* _THE PROBLEM_
Extract every line in the entries below that contains the string "braided". Case counts.

* BEGIN DATASET CONTENT *

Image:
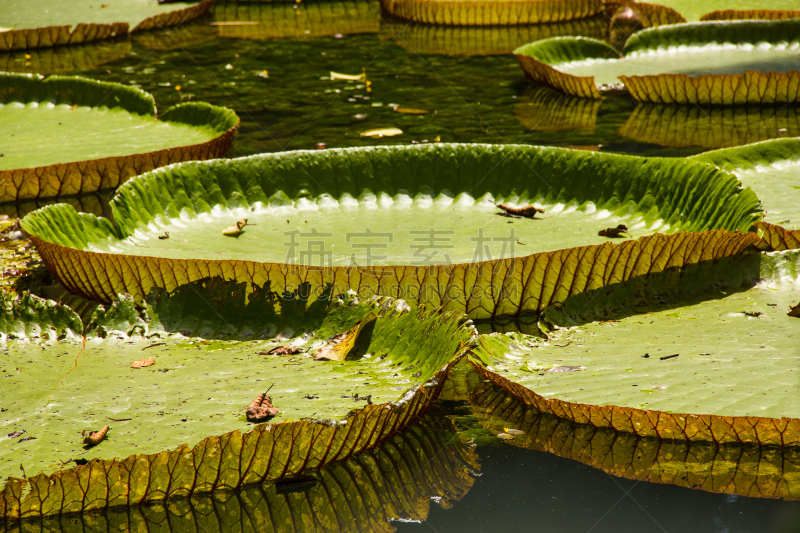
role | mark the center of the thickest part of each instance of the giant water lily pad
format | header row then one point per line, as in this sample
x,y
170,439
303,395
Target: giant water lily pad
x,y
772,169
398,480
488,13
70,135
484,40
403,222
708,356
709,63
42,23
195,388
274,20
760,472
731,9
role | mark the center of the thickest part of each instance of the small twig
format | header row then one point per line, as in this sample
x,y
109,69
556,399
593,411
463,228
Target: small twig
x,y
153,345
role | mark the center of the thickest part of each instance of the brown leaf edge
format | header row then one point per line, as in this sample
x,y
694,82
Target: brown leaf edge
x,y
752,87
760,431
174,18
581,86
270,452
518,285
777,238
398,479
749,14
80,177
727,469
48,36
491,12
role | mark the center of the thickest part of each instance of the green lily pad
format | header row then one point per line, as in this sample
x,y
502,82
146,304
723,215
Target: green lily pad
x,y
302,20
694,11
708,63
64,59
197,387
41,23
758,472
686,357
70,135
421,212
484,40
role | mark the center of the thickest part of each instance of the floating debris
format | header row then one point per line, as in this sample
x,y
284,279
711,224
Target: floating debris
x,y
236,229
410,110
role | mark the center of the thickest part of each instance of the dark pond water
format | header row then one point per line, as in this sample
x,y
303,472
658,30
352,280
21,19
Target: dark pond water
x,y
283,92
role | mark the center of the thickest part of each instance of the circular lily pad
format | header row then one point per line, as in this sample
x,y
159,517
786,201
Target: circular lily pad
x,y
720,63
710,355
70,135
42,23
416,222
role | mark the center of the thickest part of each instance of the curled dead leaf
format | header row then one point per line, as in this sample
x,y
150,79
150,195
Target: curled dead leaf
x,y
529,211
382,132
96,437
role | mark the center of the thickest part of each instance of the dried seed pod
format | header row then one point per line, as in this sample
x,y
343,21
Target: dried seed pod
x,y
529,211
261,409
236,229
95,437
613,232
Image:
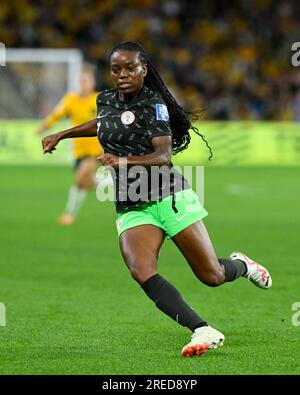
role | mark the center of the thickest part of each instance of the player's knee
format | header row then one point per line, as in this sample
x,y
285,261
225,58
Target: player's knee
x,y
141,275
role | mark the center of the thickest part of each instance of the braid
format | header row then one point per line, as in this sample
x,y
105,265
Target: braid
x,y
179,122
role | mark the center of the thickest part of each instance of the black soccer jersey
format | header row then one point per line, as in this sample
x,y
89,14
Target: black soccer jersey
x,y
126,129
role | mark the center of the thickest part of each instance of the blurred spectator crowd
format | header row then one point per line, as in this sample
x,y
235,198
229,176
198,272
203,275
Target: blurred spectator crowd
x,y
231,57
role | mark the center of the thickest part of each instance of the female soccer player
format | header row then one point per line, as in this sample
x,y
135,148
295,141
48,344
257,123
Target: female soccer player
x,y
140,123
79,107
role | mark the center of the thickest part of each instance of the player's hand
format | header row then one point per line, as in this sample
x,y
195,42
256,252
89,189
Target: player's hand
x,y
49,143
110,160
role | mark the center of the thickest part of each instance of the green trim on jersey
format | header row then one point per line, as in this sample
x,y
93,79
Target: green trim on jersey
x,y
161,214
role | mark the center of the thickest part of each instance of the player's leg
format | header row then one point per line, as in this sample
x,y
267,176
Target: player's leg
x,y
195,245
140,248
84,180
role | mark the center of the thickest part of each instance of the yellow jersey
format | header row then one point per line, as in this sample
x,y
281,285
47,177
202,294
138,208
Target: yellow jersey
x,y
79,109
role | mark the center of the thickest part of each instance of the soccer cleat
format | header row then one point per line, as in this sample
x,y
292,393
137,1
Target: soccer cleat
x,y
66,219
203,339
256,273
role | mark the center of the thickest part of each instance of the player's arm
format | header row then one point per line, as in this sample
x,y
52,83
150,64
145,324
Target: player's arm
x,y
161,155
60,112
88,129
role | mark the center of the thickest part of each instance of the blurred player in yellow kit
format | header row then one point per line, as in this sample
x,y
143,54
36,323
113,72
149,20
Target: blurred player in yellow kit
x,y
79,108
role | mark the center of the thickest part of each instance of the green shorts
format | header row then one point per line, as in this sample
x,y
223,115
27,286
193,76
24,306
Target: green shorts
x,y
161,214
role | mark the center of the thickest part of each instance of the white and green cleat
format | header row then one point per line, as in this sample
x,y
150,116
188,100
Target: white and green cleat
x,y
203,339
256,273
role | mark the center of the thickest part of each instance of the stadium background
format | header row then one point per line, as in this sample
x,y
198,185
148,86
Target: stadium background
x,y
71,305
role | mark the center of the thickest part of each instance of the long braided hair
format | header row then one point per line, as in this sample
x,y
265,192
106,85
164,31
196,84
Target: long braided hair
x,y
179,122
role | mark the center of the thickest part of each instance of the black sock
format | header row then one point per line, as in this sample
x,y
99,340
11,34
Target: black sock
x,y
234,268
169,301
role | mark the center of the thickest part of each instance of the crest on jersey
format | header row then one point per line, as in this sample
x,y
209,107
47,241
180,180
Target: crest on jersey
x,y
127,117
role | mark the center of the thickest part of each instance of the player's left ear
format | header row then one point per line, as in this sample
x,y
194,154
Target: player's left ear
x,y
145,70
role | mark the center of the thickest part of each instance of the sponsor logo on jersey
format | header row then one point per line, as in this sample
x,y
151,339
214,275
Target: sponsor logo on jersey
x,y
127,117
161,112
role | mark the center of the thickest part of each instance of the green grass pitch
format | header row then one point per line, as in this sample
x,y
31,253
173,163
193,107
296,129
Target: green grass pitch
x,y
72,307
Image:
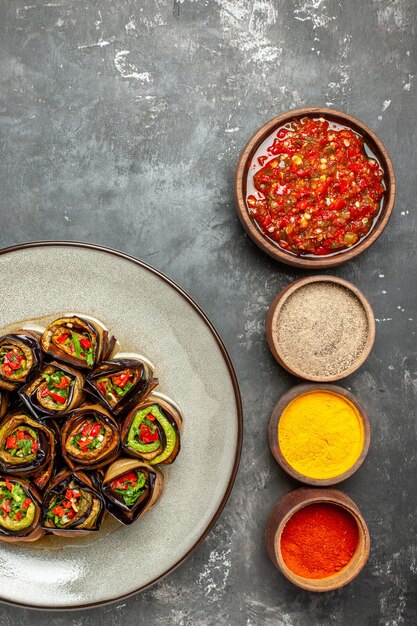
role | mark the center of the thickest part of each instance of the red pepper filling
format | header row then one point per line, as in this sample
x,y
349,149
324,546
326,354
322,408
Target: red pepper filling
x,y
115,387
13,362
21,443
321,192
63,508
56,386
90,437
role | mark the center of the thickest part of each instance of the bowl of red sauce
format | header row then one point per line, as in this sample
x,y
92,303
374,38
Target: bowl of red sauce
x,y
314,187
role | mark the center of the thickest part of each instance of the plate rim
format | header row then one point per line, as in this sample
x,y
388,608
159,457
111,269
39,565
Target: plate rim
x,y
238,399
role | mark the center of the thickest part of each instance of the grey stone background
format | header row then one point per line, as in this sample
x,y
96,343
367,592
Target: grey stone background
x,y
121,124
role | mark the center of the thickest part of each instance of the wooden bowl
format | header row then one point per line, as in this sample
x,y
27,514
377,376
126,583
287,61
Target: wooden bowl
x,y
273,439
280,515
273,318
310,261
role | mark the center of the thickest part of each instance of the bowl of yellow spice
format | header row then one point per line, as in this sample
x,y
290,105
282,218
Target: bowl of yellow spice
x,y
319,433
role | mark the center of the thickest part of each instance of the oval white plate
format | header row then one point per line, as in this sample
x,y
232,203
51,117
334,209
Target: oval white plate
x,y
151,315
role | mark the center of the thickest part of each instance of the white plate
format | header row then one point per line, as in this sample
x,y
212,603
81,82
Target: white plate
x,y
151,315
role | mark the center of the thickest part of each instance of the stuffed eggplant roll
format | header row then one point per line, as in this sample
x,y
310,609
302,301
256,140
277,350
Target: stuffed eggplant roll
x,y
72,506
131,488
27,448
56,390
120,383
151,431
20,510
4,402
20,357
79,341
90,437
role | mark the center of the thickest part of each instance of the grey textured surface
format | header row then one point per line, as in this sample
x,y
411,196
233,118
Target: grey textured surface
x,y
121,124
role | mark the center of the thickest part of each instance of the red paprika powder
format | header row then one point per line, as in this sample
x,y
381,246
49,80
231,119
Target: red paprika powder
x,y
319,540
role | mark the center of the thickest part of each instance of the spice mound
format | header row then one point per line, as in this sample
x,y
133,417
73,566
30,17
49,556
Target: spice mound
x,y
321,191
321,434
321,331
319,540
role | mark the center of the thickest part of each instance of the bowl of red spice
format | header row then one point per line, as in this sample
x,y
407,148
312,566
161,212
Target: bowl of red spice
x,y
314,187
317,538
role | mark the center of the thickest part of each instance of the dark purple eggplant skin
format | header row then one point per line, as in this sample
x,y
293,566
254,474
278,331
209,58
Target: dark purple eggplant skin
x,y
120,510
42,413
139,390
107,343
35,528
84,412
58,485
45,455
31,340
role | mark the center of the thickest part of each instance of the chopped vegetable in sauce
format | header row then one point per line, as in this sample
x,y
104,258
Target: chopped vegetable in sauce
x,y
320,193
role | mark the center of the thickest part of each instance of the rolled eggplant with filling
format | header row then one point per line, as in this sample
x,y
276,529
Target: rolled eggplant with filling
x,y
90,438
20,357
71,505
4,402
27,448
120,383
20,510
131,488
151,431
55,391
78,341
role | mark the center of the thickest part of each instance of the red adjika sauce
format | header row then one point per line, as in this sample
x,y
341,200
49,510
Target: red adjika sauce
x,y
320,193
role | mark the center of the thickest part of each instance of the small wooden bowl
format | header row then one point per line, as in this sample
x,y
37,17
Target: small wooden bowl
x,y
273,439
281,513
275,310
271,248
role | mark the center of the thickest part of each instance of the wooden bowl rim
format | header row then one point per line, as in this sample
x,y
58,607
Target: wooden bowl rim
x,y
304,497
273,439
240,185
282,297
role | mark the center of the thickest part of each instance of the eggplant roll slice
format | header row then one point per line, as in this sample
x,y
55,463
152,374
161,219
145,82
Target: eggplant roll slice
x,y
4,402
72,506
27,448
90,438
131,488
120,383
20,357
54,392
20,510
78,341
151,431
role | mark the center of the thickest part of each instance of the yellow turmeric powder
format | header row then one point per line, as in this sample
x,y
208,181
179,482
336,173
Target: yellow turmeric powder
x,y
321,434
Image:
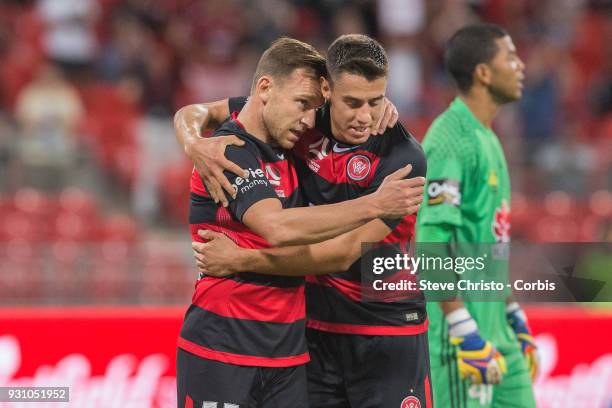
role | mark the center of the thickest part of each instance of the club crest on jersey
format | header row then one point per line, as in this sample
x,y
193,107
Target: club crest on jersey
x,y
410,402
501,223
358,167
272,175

* END DATASET CONTENT *
* BEGIN DATASET CONTENT *

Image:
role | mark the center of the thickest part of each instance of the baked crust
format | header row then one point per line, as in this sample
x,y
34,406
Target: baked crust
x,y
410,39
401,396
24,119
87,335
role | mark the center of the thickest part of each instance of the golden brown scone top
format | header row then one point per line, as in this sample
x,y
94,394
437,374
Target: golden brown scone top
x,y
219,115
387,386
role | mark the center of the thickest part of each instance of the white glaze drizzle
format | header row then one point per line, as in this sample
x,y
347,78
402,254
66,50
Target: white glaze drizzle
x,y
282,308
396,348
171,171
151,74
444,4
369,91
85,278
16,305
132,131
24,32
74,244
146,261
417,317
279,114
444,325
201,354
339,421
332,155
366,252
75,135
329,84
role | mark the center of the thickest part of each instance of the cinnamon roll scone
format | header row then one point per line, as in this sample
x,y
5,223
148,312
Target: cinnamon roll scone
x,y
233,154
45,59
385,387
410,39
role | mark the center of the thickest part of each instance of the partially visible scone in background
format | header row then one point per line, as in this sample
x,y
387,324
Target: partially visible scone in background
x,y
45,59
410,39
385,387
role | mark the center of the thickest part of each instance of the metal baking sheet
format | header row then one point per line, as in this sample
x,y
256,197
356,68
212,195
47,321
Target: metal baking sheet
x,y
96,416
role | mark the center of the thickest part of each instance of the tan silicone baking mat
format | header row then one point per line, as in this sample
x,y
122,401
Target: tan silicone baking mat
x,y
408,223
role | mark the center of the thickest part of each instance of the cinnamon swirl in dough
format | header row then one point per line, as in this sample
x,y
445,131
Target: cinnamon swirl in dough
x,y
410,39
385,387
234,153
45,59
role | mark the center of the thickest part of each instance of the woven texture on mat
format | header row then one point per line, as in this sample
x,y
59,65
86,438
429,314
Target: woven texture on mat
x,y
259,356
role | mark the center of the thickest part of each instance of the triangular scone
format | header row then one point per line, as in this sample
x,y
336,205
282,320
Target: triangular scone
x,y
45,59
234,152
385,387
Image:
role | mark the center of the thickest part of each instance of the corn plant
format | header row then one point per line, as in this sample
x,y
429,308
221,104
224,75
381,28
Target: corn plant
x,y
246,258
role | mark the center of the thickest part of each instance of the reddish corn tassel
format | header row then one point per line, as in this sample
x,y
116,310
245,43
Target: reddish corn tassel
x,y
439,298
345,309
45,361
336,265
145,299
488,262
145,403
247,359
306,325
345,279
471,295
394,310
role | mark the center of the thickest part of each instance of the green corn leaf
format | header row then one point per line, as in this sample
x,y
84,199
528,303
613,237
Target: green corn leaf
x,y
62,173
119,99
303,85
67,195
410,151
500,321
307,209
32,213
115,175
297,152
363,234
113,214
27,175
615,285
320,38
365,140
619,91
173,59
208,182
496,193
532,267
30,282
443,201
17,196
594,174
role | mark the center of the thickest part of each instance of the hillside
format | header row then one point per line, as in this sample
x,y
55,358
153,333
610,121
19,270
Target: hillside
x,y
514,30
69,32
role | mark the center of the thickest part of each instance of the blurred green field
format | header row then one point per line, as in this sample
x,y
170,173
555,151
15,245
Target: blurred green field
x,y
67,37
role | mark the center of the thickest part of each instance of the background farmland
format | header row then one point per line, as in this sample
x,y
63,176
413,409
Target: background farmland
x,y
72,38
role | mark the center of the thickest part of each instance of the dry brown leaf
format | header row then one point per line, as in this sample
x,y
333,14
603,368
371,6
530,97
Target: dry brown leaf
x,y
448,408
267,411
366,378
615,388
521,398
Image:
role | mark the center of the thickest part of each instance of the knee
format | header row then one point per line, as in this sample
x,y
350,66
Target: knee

* END DATASET CONTENT *

* _ANSWER FOR THIS EXERCISE_
role | mark the center of the thickest part of each instance of the long braided hair
Target: long braided hair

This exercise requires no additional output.